__REQUEST__. Copy the records below, swapping "pointer" for "locator" wherever it appears and changing nothing else. Leave the pictures out.

▽

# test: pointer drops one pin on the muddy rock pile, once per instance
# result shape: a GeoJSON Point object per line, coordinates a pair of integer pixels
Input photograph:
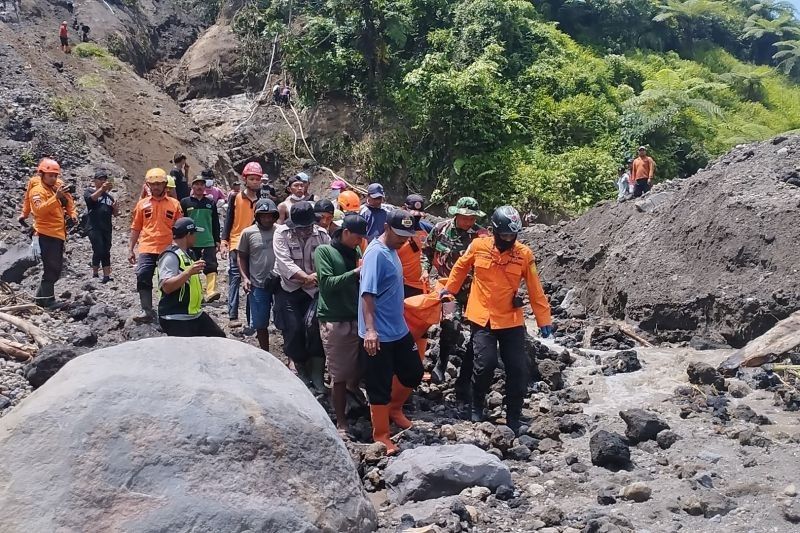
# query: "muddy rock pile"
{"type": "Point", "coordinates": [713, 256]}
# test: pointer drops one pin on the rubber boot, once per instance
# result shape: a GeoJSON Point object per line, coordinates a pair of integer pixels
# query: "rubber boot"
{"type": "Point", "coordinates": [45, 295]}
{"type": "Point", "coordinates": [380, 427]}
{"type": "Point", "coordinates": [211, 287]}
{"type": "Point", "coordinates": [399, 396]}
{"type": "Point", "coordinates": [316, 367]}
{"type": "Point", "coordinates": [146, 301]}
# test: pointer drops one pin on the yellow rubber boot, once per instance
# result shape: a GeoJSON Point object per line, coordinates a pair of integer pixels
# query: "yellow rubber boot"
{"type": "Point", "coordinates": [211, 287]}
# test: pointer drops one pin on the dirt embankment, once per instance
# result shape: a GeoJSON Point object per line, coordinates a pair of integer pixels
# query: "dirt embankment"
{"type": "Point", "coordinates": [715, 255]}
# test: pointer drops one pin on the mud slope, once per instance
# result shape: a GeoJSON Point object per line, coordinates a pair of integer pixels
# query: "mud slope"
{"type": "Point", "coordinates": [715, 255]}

△

__EXPECTED ANSWER__.
# test: locator drops one pin on the muddy rock pile, once per instance
# result shape: a GeoJSON Point object per line, coordinates a pair of integer pixels
Input photograph:
# query: "muddy rock pile"
{"type": "Point", "coordinates": [713, 256]}
# test: locator drops one pin on the rubber boot, once per instance
# result shape: a GeoJSON Point object per line, coordinates a pair of integer pixels
# query: "rubber boot"
{"type": "Point", "coordinates": [45, 295]}
{"type": "Point", "coordinates": [380, 427]}
{"type": "Point", "coordinates": [211, 287]}
{"type": "Point", "coordinates": [399, 396]}
{"type": "Point", "coordinates": [316, 367]}
{"type": "Point", "coordinates": [146, 301]}
# test: locator drops one pin on the yellow rubber boot, once per instance
# result shape: a GeoJSON Point object per line, coordinates a pair of integer pixels
# query: "yellow rubber boot"
{"type": "Point", "coordinates": [211, 287]}
# test: locator drops one pin on the dirt embankment, once per instance
# result shape: a GeoJSON Point object per line, coordinates a pair of integer pixels
# query: "dirt embankment"
{"type": "Point", "coordinates": [715, 255]}
# test: locator drops one pin on the mud slope, once per instance
# result shape: a GeoJSON Point object per line, coordinates a pair of integer pixels
# query: "mud slope"
{"type": "Point", "coordinates": [715, 255]}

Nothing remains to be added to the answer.